Document section
......

[AnimateDiff+Controlnet] Fix multicontrolnet support (#6551)

a-r-r-o-w · web-flow · commit 119d734f6ec0 · 2024-01-15T16:36:54.000+02:00
* fix multicontrolnet support

* update README with multicontrolnet example
diff --git a/examples/community/README.md b/examples/community/README.md
@@ -2989,7 +2989,7 @@ pipe = DiffusionPipeline.from_pretrained(
     custom_pipeline="pipeline_animatediff_controlnet",
 ).to(device="cuda", dtype=torch.float16)
 pipe.scheduler = DPMSolverMultistepScheduler.from_pretrained(
-    model_id, subfolder="scheduler", clip_sample=False, timestep_spacing="linspace", steps_offset=1
+    model_id, subfolder="scheduler", clip_sample=False, timestep_spacing="linspace", steps_offset=1, beta_schedule="linear",
 )

......

(Excerpts from point annotation data)
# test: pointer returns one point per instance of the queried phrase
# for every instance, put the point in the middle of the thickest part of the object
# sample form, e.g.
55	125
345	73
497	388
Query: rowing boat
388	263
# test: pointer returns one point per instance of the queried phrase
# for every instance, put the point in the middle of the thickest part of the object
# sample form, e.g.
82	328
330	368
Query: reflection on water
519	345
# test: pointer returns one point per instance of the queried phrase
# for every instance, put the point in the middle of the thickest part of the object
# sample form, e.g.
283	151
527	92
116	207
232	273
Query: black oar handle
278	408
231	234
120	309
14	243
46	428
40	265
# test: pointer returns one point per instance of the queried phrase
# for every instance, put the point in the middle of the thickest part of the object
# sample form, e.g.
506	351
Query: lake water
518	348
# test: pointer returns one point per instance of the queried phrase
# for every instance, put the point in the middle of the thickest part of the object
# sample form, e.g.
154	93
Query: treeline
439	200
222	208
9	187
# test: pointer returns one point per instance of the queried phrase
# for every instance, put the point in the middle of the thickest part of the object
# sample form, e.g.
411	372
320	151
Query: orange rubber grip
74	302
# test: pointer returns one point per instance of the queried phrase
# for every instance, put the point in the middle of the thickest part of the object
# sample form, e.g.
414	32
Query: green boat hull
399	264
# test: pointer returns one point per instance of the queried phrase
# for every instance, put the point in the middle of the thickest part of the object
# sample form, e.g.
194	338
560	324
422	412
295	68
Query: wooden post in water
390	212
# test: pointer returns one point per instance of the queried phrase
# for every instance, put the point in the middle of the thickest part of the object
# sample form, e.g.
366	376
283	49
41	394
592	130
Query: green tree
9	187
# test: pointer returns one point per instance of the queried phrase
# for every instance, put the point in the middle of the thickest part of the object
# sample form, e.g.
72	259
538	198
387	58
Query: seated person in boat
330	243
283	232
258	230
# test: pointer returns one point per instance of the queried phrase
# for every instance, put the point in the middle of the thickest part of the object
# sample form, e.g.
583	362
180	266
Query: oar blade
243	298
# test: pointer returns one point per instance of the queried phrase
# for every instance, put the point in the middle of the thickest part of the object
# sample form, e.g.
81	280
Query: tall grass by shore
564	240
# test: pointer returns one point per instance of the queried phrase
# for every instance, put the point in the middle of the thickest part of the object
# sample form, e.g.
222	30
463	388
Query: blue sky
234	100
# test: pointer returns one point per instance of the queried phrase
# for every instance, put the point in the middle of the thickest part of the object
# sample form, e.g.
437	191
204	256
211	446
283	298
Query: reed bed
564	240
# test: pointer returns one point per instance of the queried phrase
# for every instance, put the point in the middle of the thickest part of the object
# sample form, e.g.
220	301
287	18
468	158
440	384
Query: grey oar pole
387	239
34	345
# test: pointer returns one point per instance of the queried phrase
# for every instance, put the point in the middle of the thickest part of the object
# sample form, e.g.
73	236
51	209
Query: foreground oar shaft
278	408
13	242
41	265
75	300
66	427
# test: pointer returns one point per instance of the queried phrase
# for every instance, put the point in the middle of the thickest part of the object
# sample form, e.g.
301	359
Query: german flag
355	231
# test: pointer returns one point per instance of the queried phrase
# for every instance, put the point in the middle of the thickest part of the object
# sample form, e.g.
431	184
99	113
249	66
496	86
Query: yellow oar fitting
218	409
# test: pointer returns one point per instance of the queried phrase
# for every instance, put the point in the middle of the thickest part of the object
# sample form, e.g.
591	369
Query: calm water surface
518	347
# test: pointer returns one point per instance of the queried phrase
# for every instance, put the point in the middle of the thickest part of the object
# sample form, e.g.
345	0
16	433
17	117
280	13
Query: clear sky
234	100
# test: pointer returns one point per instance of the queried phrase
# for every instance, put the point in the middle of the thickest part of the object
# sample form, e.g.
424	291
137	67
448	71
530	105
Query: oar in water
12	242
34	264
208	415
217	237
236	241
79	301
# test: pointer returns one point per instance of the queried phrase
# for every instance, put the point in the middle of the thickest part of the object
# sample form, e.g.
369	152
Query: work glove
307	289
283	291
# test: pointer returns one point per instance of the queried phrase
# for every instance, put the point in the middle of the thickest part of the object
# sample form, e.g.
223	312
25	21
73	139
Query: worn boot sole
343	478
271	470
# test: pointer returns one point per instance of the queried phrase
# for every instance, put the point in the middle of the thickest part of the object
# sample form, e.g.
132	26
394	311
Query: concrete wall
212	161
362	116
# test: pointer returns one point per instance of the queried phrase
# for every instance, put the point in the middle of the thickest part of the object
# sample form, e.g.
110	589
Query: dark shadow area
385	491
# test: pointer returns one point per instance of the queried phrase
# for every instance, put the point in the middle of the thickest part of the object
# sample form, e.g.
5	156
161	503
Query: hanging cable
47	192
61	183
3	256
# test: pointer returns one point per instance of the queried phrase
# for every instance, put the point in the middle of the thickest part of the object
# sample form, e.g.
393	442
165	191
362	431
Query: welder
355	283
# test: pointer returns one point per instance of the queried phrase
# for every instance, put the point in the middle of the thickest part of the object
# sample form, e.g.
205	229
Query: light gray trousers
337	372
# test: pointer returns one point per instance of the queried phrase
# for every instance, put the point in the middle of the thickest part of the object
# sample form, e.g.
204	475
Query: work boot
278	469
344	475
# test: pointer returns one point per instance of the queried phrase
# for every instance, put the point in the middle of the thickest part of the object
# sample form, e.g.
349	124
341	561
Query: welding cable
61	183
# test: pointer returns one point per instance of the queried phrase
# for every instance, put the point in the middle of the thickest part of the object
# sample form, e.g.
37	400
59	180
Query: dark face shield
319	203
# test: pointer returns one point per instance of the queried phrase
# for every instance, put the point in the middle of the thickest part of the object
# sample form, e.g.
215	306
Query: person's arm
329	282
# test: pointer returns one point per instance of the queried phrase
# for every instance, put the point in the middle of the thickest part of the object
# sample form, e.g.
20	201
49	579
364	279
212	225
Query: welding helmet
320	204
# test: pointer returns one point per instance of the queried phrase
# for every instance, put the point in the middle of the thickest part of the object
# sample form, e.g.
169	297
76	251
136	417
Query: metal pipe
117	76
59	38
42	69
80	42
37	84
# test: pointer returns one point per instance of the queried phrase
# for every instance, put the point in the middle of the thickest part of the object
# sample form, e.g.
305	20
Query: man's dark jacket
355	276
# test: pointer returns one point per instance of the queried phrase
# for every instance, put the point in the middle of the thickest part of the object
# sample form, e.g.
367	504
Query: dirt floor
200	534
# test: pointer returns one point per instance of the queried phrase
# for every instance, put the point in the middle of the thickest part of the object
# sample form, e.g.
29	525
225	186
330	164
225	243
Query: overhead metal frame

......

Short task
Write the next lines of the AnimateDiff ControlNet commit diff, picking up after its last line.

Answer below
 pipe.enable_vae_slicing()
 
@@ -3005,7 +3005,7 @@ result = pipe(
     width=512,
     height=768,
     conditioning_frames=conditioning_frames,
-    num_inference_steps=12,
+    num_inference_steps=20,
 ).frames[0]
 
 from diffusers.utils import export_to_gif
@@ -3029,6 +3029,79 @@ export_to_gif(result.frames[0], "result.gif")
   </tr>
 </table>
 
+You can also use multiple controlnets at once!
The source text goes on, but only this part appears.